• EXERCISE: Pick out each line in the listing below that contains the word "doorway", and copy those lines in full.

• INPUT DATA:

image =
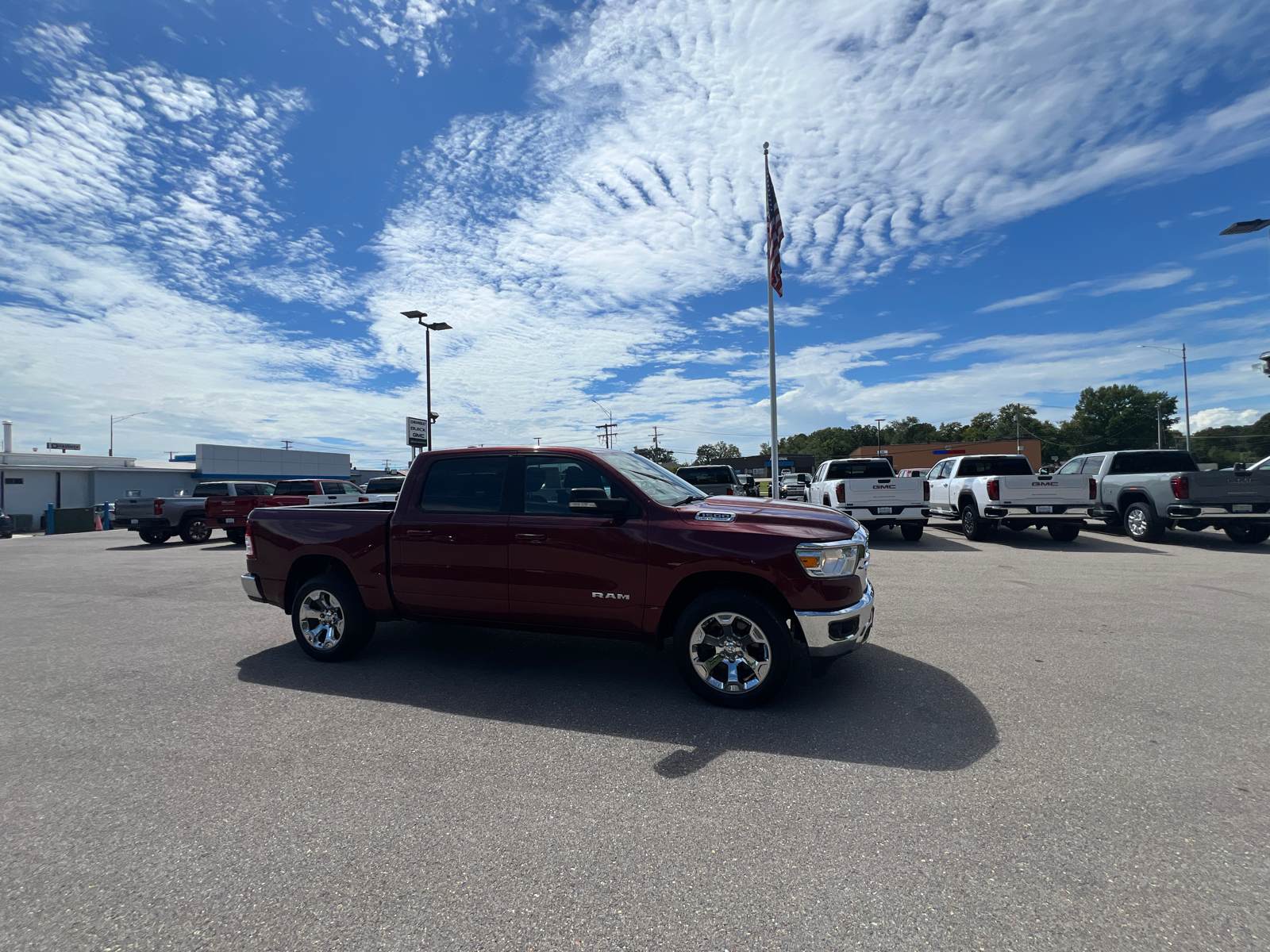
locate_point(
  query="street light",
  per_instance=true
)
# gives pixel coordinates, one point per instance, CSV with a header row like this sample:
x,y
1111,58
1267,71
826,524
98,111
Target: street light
x,y
1185,382
427,344
118,419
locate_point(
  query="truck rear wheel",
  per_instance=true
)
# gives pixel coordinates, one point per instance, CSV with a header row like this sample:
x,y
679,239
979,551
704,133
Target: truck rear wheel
x,y
329,620
196,531
1142,524
975,527
1248,535
732,649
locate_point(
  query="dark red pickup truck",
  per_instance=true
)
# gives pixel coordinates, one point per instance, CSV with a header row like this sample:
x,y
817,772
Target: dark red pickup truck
x,y
594,543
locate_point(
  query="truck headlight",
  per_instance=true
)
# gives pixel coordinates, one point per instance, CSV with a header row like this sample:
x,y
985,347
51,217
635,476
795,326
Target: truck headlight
x,y
829,560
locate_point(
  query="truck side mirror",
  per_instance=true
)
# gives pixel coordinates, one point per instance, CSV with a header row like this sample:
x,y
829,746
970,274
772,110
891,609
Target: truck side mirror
x,y
592,501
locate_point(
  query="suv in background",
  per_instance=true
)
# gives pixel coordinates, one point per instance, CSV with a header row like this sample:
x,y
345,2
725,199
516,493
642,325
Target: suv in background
x,y
713,480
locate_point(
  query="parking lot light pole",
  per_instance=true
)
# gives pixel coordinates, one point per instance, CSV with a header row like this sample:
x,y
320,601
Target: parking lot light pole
x,y
118,419
427,351
1185,382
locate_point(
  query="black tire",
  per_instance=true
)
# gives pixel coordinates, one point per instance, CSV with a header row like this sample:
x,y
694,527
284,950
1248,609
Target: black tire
x,y
1248,535
327,606
1064,532
975,527
194,531
1142,524
756,617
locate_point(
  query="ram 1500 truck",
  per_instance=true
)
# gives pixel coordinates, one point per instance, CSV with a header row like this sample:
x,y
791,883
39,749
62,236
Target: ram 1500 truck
x,y
1151,490
564,539
868,490
987,492
230,513
159,520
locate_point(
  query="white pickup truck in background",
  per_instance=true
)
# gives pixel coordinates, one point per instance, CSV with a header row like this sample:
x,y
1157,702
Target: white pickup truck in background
x,y
986,492
869,492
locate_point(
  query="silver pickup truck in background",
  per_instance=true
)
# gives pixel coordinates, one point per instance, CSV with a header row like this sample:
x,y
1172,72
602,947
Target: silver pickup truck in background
x,y
158,520
1149,492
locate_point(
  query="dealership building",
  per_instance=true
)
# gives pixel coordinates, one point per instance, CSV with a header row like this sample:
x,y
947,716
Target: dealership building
x,y
69,480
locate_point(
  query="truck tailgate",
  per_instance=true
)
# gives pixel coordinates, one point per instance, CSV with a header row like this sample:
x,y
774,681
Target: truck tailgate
x,y
886,490
1230,486
1060,490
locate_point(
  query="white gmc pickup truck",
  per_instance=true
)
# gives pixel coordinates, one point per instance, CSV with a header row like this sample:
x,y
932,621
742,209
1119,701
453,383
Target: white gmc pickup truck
x,y
986,492
869,492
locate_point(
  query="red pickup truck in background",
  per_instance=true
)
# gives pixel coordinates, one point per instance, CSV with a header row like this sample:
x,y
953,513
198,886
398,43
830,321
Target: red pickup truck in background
x,y
230,513
563,539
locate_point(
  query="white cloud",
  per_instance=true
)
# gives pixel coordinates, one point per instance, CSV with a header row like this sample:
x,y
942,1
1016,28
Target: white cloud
x,y
1223,416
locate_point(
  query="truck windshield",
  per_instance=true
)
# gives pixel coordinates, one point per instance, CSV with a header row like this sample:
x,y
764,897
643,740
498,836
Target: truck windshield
x,y
1155,461
996,466
851,469
660,486
706,475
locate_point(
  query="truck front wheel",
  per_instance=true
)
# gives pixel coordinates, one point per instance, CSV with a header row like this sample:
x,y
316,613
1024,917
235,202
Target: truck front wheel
x,y
975,527
1248,535
196,531
732,649
1142,524
329,620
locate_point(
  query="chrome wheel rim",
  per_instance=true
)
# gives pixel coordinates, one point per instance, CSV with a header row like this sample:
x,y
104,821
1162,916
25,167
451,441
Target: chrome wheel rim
x,y
1137,524
730,653
321,620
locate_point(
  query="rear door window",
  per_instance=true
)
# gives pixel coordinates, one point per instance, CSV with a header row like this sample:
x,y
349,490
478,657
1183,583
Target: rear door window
x,y
470,484
1153,461
548,482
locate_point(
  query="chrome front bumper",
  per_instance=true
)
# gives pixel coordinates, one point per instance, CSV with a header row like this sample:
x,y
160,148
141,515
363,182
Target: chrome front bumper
x,y
252,587
831,634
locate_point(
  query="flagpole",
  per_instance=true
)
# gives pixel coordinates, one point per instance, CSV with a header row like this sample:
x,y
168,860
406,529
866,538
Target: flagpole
x,y
775,488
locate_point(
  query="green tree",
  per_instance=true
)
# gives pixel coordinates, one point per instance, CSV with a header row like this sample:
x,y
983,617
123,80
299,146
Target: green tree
x,y
1115,416
709,452
660,456
1227,446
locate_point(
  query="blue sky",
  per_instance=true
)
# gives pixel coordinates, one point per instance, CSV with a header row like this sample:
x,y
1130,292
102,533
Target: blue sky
x,y
213,213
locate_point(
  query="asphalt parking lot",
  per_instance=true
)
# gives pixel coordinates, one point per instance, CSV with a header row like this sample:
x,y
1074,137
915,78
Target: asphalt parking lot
x,y
1045,747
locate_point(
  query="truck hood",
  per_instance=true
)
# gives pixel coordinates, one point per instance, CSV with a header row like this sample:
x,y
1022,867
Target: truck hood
x,y
804,520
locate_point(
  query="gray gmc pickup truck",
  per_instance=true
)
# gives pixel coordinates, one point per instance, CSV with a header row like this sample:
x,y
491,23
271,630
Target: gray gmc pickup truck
x,y
1149,492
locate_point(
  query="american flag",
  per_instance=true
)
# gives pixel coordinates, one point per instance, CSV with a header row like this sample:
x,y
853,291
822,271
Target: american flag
x,y
775,234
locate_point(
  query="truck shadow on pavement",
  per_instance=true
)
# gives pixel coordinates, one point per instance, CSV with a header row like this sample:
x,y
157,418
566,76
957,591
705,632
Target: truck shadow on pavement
x,y
873,708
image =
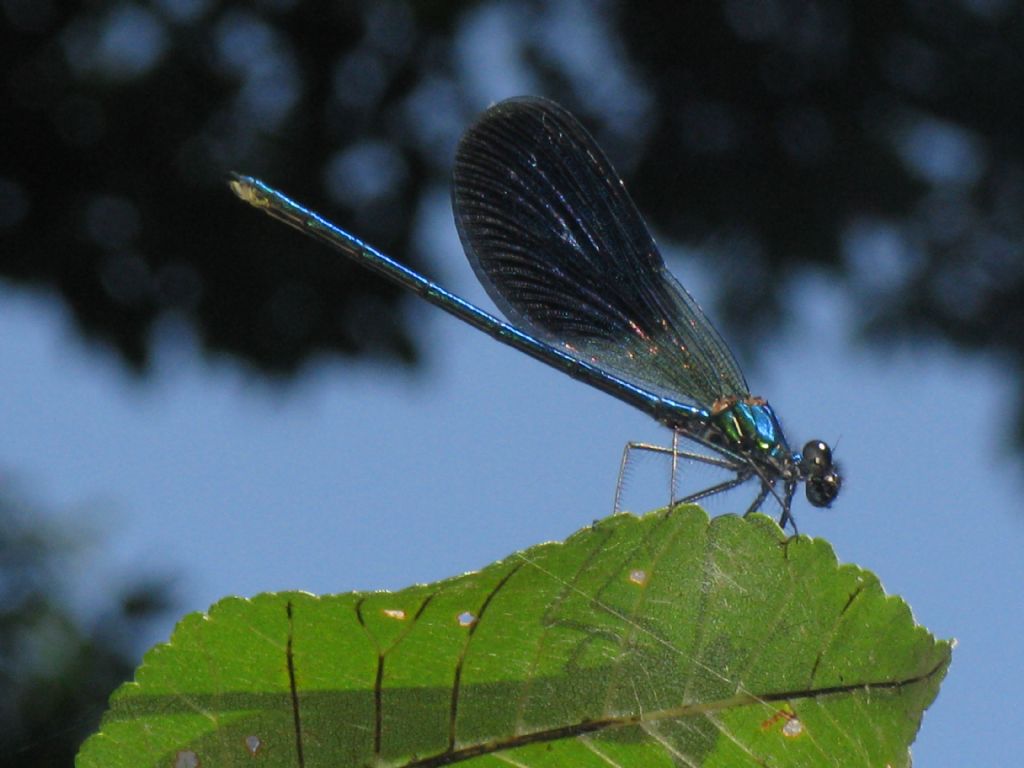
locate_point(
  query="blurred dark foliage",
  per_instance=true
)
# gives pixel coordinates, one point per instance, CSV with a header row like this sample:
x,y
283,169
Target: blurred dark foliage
x,y
57,668
877,142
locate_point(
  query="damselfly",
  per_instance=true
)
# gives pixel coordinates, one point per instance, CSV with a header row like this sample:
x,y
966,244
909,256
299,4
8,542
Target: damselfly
x,y
559,246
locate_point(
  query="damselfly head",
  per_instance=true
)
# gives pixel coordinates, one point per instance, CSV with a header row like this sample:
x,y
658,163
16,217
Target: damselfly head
x,y
822,479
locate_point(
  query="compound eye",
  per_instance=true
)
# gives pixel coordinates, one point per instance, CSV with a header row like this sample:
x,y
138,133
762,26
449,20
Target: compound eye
x,y
816,458
821,489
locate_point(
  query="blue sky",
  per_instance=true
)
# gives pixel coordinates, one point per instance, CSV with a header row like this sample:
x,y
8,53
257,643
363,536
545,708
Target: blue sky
x,y
361,476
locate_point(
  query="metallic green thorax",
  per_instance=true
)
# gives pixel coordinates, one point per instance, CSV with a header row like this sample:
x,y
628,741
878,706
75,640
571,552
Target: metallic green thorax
x,y
751,424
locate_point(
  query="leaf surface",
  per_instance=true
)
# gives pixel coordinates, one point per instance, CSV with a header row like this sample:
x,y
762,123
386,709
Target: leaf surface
x,y
654,641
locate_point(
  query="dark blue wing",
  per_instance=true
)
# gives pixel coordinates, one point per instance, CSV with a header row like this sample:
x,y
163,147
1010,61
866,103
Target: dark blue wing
x,y
562,251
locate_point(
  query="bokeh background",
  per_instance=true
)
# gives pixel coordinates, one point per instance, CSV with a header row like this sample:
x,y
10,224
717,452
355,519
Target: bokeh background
x,y
195,401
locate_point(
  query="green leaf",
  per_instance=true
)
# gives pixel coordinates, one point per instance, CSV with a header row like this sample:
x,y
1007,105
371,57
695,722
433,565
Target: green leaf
x,y
652,641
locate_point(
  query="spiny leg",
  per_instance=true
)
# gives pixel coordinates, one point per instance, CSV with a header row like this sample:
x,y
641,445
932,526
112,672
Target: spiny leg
x,y
676,455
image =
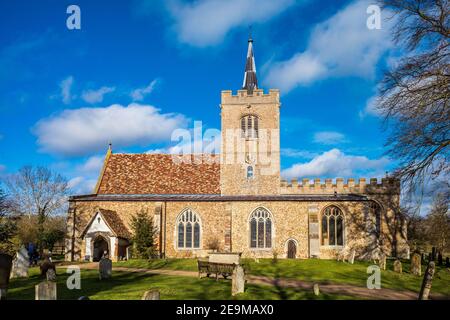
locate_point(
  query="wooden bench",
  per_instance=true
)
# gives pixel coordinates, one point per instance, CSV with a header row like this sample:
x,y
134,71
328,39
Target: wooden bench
x,y
223,269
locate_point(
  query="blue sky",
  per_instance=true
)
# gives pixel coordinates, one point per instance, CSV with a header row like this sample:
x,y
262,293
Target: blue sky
x,y
137,70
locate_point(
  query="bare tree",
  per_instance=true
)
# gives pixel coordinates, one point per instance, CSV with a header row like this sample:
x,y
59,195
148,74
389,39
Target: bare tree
x,y
438,222
414,95
3,203
37,191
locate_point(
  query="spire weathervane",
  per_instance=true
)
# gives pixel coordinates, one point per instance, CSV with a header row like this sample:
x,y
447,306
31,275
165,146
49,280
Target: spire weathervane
x,y
250,81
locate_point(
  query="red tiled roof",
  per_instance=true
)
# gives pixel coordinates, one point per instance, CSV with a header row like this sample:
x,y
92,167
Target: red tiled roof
x,y
113,221
157,174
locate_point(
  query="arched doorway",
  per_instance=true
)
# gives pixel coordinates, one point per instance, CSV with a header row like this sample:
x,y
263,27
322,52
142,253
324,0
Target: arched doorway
x,y
292,249
100,246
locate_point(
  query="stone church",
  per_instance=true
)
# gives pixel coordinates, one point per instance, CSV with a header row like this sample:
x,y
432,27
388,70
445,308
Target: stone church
x,y
235,201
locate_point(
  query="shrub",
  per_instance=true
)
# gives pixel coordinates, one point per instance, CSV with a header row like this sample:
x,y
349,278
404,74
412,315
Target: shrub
x,y
143,235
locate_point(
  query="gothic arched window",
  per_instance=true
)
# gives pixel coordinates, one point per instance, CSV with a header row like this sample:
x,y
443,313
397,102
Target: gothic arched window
x,y
249,172
189,230
260,229
249,126
332,227
375,211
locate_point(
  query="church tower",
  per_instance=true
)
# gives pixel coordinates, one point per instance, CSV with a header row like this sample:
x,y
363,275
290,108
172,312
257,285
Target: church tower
x,y
250,150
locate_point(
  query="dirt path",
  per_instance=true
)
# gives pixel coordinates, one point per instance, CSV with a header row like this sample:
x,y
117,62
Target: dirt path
x,y
342,289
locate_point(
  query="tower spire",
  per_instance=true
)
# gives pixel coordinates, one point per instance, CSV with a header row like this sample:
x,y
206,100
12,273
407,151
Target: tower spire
x,y
250,81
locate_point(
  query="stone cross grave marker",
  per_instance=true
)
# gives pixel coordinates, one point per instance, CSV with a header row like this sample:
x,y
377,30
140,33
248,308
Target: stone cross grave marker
x,y
51,275
416,266
238,280
105,268
351,259
398,266
382,261
316,289
45,290
21,264
426,283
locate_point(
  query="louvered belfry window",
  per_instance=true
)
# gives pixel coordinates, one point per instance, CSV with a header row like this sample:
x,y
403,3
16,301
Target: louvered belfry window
x,y
249,126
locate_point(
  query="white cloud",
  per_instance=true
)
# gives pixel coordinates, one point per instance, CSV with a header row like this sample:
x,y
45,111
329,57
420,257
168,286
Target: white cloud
x,y
86,130
339,46
66,87
96,96
334,163
329,137
92,165
370,108
140,93
206,22
82,185
295,153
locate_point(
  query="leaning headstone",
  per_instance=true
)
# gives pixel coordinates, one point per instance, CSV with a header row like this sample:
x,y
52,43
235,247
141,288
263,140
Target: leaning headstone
x,y
45,290
351,259
433,254
440,259
382,261
51,275
426,283
151,295
416,266
3,293
45,266
316,289
21,264
398,266
5,272
238,280
105,268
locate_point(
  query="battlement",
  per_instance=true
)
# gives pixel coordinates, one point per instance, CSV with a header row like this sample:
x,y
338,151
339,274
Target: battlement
x,y
387,186
257,96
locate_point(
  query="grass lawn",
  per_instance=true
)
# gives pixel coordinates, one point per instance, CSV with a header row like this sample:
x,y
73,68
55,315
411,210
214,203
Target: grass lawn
x,y
315,270
129,286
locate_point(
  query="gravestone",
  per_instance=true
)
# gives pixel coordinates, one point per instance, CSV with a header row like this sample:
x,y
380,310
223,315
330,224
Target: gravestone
x,y
105,268
51,275
45,266
382,261
5,272
416,266
151,295
21,264
426,283
45,290
351,259
398,266
439,259
238,280
3,293
316,289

• RIGHT ANSWER:
  query="arched doorway",
Target: arched doorway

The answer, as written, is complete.